- [WORK REQUEST]
In the listing, locate the line containing "unit = one point per instance", then quote it and all following lines exactly. Omit pictures.

- [MATERIAL FOR THIS EXERCISE]

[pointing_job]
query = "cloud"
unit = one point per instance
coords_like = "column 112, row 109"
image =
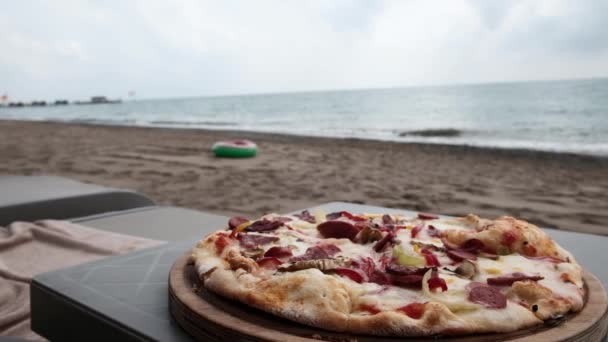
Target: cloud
column 76, row 49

- [EXERCISE RESULT]
unit = one point per instance
coords_like = "column 112, row 109"
image =
Target: cloud
column 76, row 49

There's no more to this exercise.